Task objective: Copy the items below from the line containing "the person's raised" through the end of the items, leaving every line unchanged except that each coordinate in the answers is offset by 100.

** start Material to process **

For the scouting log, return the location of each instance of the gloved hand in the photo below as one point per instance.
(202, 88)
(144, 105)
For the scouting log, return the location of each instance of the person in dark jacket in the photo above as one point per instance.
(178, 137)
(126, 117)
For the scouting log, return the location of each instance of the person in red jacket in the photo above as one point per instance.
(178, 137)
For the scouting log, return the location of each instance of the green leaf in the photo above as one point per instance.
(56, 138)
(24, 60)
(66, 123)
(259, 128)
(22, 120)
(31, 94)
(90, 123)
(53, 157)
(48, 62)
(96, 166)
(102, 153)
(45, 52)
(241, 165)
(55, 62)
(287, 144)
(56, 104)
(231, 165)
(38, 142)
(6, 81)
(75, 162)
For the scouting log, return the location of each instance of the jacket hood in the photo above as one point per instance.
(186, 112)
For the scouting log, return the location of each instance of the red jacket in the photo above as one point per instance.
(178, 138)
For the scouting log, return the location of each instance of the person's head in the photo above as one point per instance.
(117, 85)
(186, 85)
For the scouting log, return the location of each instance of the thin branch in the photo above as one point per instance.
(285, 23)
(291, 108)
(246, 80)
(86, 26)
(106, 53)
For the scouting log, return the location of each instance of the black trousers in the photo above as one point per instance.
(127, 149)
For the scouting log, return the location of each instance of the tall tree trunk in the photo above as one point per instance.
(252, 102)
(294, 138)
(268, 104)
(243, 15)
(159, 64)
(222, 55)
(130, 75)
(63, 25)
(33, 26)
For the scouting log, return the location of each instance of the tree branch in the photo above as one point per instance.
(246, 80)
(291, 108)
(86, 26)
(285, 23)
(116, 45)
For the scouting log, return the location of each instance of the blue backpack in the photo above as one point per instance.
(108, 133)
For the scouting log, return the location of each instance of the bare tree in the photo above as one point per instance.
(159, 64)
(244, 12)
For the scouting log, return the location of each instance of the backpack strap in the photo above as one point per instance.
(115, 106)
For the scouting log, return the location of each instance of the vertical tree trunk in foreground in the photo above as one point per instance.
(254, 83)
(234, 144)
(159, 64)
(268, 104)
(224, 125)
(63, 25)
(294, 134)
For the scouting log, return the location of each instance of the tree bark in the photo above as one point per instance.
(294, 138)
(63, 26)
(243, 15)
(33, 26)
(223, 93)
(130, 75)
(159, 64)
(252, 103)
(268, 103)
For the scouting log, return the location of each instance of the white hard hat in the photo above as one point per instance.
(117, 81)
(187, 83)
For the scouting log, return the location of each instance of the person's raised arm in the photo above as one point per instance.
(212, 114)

** end Material to process **

Correct output:
For the scouting log, return the location of each instance of the person's raised arm in the photo above as one point per instance.
(312, 214)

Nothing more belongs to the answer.